- What to work on:
1) Decide whether each statement below agrees with the passage on the Bachitherium skeleton. Answer yes or no for each one, and quote the words of the passage that decide it. (a) The skeleton was first discovered by a private collector in 1981. (b) The German collector sold the skeleton directly to the Luberon UGGp Geology Museum. (c) Mammal fossils are common at the Céreste site.
2) Extend the passage on the Bachitherium skeleton by writing what comes after its last sentence.
Top of Source extract
The skeleton of Bachitherium cf. insigne was found in the commune of Céreste in the French region of Luberon, a palaeontological site for terrestrial communities dating to the early Oligocene that is considered a Konservat-Lagerstätte site for its well-preserved flora and fauna fossils. The site contains hundreds of species of fossil plants, fossil fish a skeletal remain of a ranid frog, a complete but currently undescribed shell of a turtle with associated skeletal remains, an almost complete skull and postcranial skeleton of the alligatoroid Diplocynodon rateli, fossil remains of birds that could be identified as trogons, hummingbirds, and passerines, and fossil insects. Mammal fossils are rare within the site, however, making the discovery of the only Bachitherium skeleton significant. It was first discovered by a private collector in 1981 within the locality of Pichovet. The specimen was sold to a German collector in 1984 who held on to it before selling it to the Luberon Regional Nature Park in 1991. The park management, intending to allow the skeleton to be displayed for public display and education, gave the ownership of the fossil to the Luberon UGGp Geology Museum. In 1995, the regional Pierre Martel Museum of Vachères, located in the village of Vachères, was renovated and was chosen to house the Bachitherium skeleton, where it is considered a significantly unique piece.
Bottom of Source extract
Top of Data excerpt
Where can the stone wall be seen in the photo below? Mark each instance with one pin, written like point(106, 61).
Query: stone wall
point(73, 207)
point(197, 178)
Bottom of Data excerpt
- Set of answers:
1)
(a) Yes: "It was first discovered by a private collector in 1981 within the locality of Pichovet."
(b) No: "selling it to the Luberon Regional Nature Park in 1991"
(c) No: "Mammal fossils are rare within the site"

2)
=== "Mon village, mon fossile" ===
Bachitherium is also a focus of further recent efforts within France to promote palaeontological heritage, including as a representation of the post-Grande Coupure faunas of the Quercy fossil record. More specifically, the Causses du Quercy Geopark's management sought to promote conservation of the Oligocene-aged phosphorite deposits in part by educating nearby inhabitants to understand the generally niche palaeontological heritage in their areas to become the locality's future guarantors. In 2021, the Geopark's management commissioned the sculptor Patrick Médéric to create seven sculptures of Eocene-Oligocene animals whose genus/species names or synonymized names derive from a particular village as mascots of the locations. B. guirounetensis was selected to represent the village of Bach in the program, which was known as "Mon village, mon fossile" ("My village, my fossil"). The other animals chosen to represent other areas were the chalicothere Schizotherium ("Limognitherium"), marsupial Peratherium, amphimerycid Pseudamphimeryx, tody Palaeotodus, and two bats of the genus Vaylatsia. The mayors of the villages approved of the commissioned statues to represent the locations. In addition to serving as palaeontological icons for village inhabitants, the sculptures are intended to interest visitors in the geological histories surrounding the areas.

The installation of the Bachitherium sculpture in front of the village's town hall was completed on November 12, 2022. By that time, the village mayor Patrick Valette, Causses du Quercy Geopark president Catherine Marlas, and Patrick Médéric held an inauguration there to celebrate its completion.